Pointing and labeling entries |
** begin **
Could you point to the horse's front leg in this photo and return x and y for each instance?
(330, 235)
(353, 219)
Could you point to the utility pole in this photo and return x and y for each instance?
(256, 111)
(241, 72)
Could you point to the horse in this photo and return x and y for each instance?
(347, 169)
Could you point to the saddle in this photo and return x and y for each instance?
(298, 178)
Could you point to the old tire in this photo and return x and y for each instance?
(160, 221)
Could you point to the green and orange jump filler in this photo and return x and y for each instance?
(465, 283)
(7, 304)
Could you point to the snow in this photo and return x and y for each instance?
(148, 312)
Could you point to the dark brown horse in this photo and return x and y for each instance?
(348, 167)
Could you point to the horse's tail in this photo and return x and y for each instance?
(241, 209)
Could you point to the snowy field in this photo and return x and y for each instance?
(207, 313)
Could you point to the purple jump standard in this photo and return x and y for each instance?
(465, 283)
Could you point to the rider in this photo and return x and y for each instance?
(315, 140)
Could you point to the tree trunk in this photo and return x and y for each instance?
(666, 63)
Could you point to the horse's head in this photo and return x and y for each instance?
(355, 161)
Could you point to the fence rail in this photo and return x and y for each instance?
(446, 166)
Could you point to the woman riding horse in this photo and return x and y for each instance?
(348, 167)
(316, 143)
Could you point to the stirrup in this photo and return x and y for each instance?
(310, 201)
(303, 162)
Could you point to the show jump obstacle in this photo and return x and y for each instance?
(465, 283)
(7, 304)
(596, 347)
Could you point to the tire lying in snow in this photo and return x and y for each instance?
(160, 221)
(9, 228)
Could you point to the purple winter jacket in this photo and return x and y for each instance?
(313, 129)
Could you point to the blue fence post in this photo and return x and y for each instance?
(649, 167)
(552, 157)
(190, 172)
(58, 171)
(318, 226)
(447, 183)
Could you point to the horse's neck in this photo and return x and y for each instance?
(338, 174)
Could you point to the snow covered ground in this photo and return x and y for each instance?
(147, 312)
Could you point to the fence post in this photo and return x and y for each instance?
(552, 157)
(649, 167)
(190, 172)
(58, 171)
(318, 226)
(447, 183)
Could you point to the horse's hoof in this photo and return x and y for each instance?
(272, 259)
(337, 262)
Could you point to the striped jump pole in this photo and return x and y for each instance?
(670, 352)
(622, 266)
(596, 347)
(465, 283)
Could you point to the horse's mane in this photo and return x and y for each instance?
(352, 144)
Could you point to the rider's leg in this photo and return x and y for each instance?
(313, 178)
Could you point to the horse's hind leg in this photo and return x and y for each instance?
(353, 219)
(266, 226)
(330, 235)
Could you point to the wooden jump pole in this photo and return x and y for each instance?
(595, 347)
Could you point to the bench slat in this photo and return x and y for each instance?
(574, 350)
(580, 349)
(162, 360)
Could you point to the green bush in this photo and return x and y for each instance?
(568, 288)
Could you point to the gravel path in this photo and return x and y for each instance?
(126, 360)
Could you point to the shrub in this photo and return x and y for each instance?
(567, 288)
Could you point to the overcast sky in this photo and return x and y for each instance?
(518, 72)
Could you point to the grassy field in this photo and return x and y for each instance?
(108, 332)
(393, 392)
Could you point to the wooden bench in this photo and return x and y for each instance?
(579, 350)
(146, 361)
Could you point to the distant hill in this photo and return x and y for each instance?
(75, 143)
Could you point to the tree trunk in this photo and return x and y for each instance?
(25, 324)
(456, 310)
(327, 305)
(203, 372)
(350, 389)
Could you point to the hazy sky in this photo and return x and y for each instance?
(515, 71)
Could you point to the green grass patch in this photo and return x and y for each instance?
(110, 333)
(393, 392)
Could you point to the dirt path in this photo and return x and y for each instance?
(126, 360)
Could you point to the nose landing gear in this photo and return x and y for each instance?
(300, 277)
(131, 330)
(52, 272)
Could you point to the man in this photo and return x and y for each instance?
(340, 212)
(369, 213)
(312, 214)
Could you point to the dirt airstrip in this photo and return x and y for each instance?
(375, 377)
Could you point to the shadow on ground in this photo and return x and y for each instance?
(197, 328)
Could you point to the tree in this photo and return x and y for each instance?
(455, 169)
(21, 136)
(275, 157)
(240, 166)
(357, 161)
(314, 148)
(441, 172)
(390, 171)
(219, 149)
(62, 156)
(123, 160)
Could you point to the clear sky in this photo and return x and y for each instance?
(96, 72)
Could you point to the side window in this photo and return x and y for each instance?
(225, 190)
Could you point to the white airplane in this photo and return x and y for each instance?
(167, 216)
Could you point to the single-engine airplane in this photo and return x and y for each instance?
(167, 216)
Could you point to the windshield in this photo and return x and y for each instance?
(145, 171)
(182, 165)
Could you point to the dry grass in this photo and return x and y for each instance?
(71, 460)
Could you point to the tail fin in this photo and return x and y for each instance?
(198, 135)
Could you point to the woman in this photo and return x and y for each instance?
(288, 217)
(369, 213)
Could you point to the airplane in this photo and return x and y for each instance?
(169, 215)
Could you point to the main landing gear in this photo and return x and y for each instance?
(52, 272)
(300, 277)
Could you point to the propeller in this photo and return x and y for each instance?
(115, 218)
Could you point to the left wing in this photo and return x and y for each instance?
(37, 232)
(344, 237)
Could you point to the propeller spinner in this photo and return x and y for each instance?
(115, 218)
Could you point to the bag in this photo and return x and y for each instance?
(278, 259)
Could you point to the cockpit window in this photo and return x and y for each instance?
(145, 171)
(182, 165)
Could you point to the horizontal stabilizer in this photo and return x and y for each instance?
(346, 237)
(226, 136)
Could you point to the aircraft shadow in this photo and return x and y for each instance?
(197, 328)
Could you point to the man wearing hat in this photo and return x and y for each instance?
** end **
Transcribe the whole listing with nothing added or left out.

Answer for the task |
Could you point to the horse's front leg in this photo and return x and y for each instance?
(330, 235)
(353, 219)
Could you point to the utility pole in this photo and return x and y for each instance?
(256, 111)
(241, 72)
Could you point to the horse in this photo and return x and y for each instance?
(347, 169)
Could you point to the saddle in this photo and return x and y for each instance?
(298, 178)
Could you point to the old tire in this photo and return x and y for each instance?
(160, 221)
Could you point to the green and orange jump filler in this photo and return x and y for each instance?
(465, 283)
(7, 304)
Could you point to the snow in this photo and return x and y for each instance?
(148, 312)
Could you point to the dark brown horse in this photo and return x and y for each instance?
(348, 167)
Could you point to the horse's tail in this photo and return x and y for each instance?
(241, 209)
Could you point to the snowy field in this photo and return x and y for each instance?
(207, 313)
Could you point to the purple jump standard in this photo and return x and y for each instance?
(465, 283)
Could you point to the rider in this photo and return x and y for each instance?
(315, 140)
Could you point to the tree trunk in this photo and return x and y for each instance?
(666, 63)
Could you point to the horse's head in this photo and return x and y for each instance?
(355, 161)
Could you point to the fence rail in this photo and return x and y for each instance?
(446, 166)
Could you point to the woman riding horse in this photo and return x and y for each instance?
(348, 167)
(316, 143)
Could you point to the stirrup in this photo and return x and y for each instance?
(310, 201)
(303, 162)
Could you point to the show jump obstacle in this photo and return x and y for each instance?
(465, 283)
(7, 304)
(596, 347)
Could you point to the tire lying in snow in this photo and return x and y for each instance?
(160, 221)
(9, 228)
Could you point to the purple winter jacket in this photo and return x and y for each instance?
(313, 129)
Could you point to the blue fence post in this photo and return x and y for each instance?
(649, 167)
(552, 157)
(190, 172)
(58, 171)
(318, 226)
(447, 183)
Could you point to the horse's neck in this photo and return x and y for each instance?
(338, 174)
Could you point to the snow covered ground in this photo and return x and y for each instance?
(147, 312)
Could you point to the fence post in this photo and return x and y for each instance?
(552, 157)
(649, 167)
(190, 172)
(58, 171)
(318, 226)
(447, 183)
Could you point to the horse's hoof in this photo and return x and y for each instance?
(272, 259)
(337, 262)
Could you point to the striped jump pole in this photo and return x and y for each instance?
(670, 352)
(622, 266)
(596, 347)
(465, 283)
Could you point to the horse's mane in this photo and return x and y for each instance?
(352, 144)
Could you point to the rider's leg in this photo and return x and y for each instance?
(313, 178)
Could you point to the horse's hind leg in this photo and return x and y for each instance?
(353, 219)
(266, 226)
(330, 235)
Could you point to the wooden jump pole in this photo and return x and y for each instance?
(595, 347)
Could you point to the bench slat in this photo and return x and y for each instance?
(574, 350)
(580, 349)
(162, 360)
Could you point to the green bush in this photo and return x and y for each instance?
(568, 288)
Could you point to the gravel path in this photo and return x and y for each instance?
(126, 360)
Could you point to the shrub in this photo and return x and y for each instance?
(567, 288)
Could you point to the overcast sky in this photo and return x and y for each instance?
(518, 72)
Could you point to the grassy field in this photo and return x and y for each instance?
(108, 332)
(393, 392)
Could you point to the wooden bench in this photo and return x and y for each instance?
(579, 350)
(146, 361)
Could you point to the distant hill in this photo and return x and y for each instance?
(75, 143)
Could you point to the tree trunk in this photo and return x and y for each instance?
(25, 324)
(456, 310)
(327, 305)
(203, 372)
(350, 389)
Could you point to the hazy sky in this photo and return x and y for each instance?
(515, 71)
Could you point to the green grass patch in this photo and return x and y for each instance?
(110, 333)
(393, 392)
Could you point to the dirt path in this photo and return x and y for each instance?
(126, 360)
Could you point to the nose landing gear in this photo and return x and y for each instance?
(300, 277)
(131, 330)
(52, 272)
Could you point to the man in this photo and return x and y for each instance?
(340, 212)
(369, 213)
(312, 214)
Could you point to the dirt airstrip in this photo and return x and y for each instance?
(375, 377)
Could you point to the shadow on ground in this photo and return x and y for each instance?
(197, 328)
Could you point to the tree in this photo and return x and y for each instance?
(455, 169)
(21, 136)
(275, 157)
(240, 166)
(357, 161)
(314, 148)
(441, 172)
(390, 171)
(219, 149)
(62, 156)
(123, 160)
Could you point to the clear sky in this photo and return x and y for each instance?
(96, 72)
Could you point to the side window in this photo and return x and y for each instance?
(225, 190)
Could you point to the white airplane in this photo and return x and y for each instance?
(167, 216)
Could you point to the single-engine airplane in this photo and return x and y for each instance?
(167, 216)
Could you point to the windshield in this photo and return x and y for each instance?
(145, 171)
(182, 165)
Could you point to the dry grass in this photo and return x and y for each instance?
(71, 460)
Could you point to the tail fin in this photo and return x and y for each instance?
(198, 135)
Could you point to the woman in this photo and return x and y for each instance?
(288, 217)
(369, 213)
Could you point to the airplane in this photo and return x and y for each instance?
(169, 215)
Could you point to the main landing gear in this photo and return x and y for each instance?
(52, 272)
(300, 277)
Could you point to the propeller in this photo and return x and y for each instance?
(115, 218)
Could you point to the left wing in this photo and return x and y for each instance?
(37, 232)
(344, 237)
Could you point to the propeller spinner in this photo and return x and y for each instance?
(115, 218)
Could you point to the bag in this photo and return x and y for each instance?
(278, 259)
Could you point to the cockpit window in this photo and return x and y for each instance?
(145, 171)
(182, 165)
Could you point to the horizontal stabilizer in this photo and return x and y for each instance?
(346, 237)
(226, 136)
Could you point to the aircraft shadow in this photo and return x and y for each instance?
(197, 328)
Could you point to the man wearing hat in this photo and return x and y for each instance?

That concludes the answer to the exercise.